#### TASK BRIEF:
Copy every one of the entries below back out character for character, without changing or leaving out any line.

# # # # # # #

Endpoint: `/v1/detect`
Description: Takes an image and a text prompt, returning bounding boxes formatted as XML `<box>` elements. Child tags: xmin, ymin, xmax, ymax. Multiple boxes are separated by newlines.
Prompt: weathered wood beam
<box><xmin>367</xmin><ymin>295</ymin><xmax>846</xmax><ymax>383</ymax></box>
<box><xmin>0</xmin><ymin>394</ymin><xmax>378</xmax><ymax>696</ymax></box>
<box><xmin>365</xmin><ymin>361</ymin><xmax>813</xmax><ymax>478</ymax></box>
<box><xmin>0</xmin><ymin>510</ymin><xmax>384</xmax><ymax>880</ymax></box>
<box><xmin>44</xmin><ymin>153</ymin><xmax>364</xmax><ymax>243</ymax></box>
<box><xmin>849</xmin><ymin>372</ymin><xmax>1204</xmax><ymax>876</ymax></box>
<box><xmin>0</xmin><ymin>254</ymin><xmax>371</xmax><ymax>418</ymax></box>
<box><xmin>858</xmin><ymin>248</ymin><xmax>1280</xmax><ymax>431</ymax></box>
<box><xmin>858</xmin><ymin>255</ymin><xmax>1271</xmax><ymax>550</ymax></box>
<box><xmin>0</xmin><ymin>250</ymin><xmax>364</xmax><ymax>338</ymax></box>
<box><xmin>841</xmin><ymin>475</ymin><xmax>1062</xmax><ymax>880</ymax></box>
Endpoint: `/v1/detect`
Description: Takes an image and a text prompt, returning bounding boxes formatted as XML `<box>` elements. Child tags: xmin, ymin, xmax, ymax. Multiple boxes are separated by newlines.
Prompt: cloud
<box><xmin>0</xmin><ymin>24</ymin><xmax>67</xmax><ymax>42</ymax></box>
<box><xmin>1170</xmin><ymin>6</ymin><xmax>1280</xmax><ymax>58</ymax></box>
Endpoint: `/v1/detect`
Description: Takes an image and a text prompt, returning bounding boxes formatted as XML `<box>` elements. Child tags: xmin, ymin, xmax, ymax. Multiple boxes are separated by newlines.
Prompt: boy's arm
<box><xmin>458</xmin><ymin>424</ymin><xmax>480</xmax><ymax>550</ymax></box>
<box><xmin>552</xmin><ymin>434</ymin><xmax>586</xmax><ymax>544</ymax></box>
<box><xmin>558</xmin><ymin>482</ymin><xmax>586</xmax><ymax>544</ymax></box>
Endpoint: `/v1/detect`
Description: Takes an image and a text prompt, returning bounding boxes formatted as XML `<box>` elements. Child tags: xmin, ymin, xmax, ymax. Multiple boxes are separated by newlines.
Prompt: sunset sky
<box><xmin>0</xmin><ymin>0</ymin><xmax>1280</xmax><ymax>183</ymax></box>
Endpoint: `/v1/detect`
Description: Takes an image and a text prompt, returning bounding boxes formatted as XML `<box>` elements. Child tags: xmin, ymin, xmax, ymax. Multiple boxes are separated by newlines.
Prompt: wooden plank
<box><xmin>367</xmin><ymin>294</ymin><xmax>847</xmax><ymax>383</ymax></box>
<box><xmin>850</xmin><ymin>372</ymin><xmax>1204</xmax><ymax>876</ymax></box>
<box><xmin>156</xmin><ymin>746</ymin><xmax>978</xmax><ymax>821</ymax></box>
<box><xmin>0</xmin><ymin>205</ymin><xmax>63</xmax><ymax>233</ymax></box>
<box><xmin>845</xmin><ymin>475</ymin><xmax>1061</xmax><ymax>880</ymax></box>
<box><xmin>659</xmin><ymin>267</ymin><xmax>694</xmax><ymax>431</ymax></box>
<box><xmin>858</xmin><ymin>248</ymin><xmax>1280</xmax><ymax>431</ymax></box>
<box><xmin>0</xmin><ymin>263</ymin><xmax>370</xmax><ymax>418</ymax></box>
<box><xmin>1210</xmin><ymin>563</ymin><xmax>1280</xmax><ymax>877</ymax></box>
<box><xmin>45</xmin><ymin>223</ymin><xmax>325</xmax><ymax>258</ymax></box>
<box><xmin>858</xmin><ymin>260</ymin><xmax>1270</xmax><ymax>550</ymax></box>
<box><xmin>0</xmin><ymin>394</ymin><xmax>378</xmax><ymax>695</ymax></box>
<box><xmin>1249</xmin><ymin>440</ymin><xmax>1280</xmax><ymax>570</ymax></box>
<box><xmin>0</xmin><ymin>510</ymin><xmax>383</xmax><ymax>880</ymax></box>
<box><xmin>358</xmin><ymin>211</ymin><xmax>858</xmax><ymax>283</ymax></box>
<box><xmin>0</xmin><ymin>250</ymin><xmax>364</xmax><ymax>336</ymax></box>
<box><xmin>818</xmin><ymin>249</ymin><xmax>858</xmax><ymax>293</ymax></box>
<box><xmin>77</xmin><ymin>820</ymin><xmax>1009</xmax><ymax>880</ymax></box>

# # # # # # #

#### WORKED SOLUTION:
Endpoint: `/v1/detect`
Description: Takes an image and a text prompt, returning bounding boxes formatted as XML `<box>` elements. Child tags: xmin, ymin, xmax, ymax. Multiple boxes are separated by newlines.
Prompt: weathered wood beam
<box><xmin>367</xmin><ymin>295</ymin><xmax>846</xmax><ymax>383</ymax></box>
<box><xmin>0</xmin><ymin>394</ymin><xmax>378</xmax><ymax>696</ymax></box>
<box><xmin>365</xmin><ymin>361</ymin><xmax>813</xmax><ymax>478</ymax></box>
<box><xmin>0</xmin><ymin>510</ymin><xmax>384</xmax><ymax>880</ymax></box>
<box><xmin>44</xmin><ymin>153</ymin><xmax>364</xmax><ymax>243</ymax></box>
<box><xmin>849</xmin><ymin>372</ymin><xmax>1204</xmax><ymax>876</ymax></box>
<box><xmin>0</xmin><ymin>254</ymin><xmax>371</xmax><ymax>418</ymax></box>
<box><xmin>858</xmin><ymin>248</ymin><xmax>1280</xmax><ymax>431</ymax></box>
<box><xmin>858</xmin><ymin>255</ymin><xmax>1271</xmax><ymax>550</ymax></box>
<box><xmin>0</xmin><ymin>250</ymin><xmax>364</xmax><ymax>338</ymax></box>
<box><xmin>841</xmin><ymin>475</ymin><xmax>1062</xmax><ymax>880</ymax></box>
Endpoint: `/v1/detect`
Description: Takes an image and a text prompt, returning bounding boxes formatted as XML `<box>` elements. Child tags: xmin, ymin, xmax, ymax. Multiple boxes are separated by newlines.
Prompt: cloud
<box><xmin>0</xmin><ymin>24</ymin><xmax>67</xmax><ymax>42</ymax></box>
<box><xmin>1170</xmin><ymin>6</ymin><xmax>1280</xmax><ymax>58</ymax></box>
Endpoint: `/v1/detect`
Description: Takes an image and a text prompt, returning bounding boxes formatted as XML `<box>` elements. Child tags: xmin, ymin, xmax, ymax. Multiple boxes are separated by newlines.
Prompt: boy's arm
<box><xmin>458</xmin><ymin>424</ymin><xmax>480</xmax><ymax>550</ymax></box>
<box><xmin>552</xmin><ymin>434</ymin><xmax>586</xmax><ymax>544</ymax></box>
<box><xmin>558</xmin><ymin>482</ymin><xmax>586</xmax><ymax>544</ymax></box>
Endpoint: `/v1/detect`
Description: Takes an image and a text prompt, returning bounding boxes formatted as XML `<box>` elements. Child tags: xmin, ymin, xmax, ymax. Multiple boxes are separated by newlines.
Prompt: sunset sky
<box><xmin>0</xmin><ymin>0</ymin><xmax>1280</xmax><ymax>183</ymax></box>
Endpoint: `/v1/detect`
Description: Takes an image and a text prompt, returning bounding boxes formatted as XML `<box>` elements. Child tags: xmin, ymin, xmax, ymax. Multiple boxes are separated by newlines.
Prompt: wooden plank
<box><xmin>367</xmin><ymin>294</ymin><xmax>847</xmax><ymax>383</ymax></box>
<box><xmin>850</xmin><ymin>372</ymin><xmax>1204</xmax><ymax>876</ymax></box>
<box><xmin>156</xmin><ymin>746</ymin><xmax>978</xmax><ymax>821</ymax></box>
<box><xmin>0</xmin><ymin>205</ymin><xmax>63</xmax><ymax>233</ymax></box>
<box><xmin>845</xmin><ymin>475</ymin><xmax>1061</xmax><ymax>880</ymax></box>
<box><xmin>659</xmin><ymin>267</ymin><xmax>694</xmax><ymax>431</ymax></box>
<box><xmin>858</xmin><ymin>248</ymin><xmax>1280</xmax><ymax>431</ymax></box>
<box><xmin>0</xmin><ymin>263</ymin><xmax>370</xmax><ymax>418</ymax></box>
<box><xmin>1210</xmin><ymin>563</ymin><xmax>1280</xmax><ymax>877</ymax></box>
<box><xmin>45</xmin><ymin>223</ymin><xmax>325</xmax><ymax>258</ymax></box>
<box><xmin>858</xmin><ymin>260</ymin><xmax>1270</xmax><ymax>550</ymax></box>
<box><xmin>0</xmin><ymin>394</ymin><xmax>378</xmax><ymax>695</ymax></box>
<box><xmin>1249</xmin><ymin>440</ymin><xmax>1280</xmax><ymax>570</ymax></box>
<box><xmin>0</xmin><ymin>510</ymin><xmax>383</xmax><ymax>880</ymax></box>
<box><xmin>358</xmin><ymin>211</ymin><xmax>858</xmax><ymax>283</ymax></box>
<box><xmin>0</xmin><ymin>250</ymin><xmax>364</xmax><ymax>336</ymax></box>
<box><xmin>818</xmin><ymin>249</ymin><xmax>858</xmax><ymax>293</ymax></box>
<box><xmin>77</xmin><ymin>820</ymin><xmax>1009</xmax><ymax>880</ymax></box>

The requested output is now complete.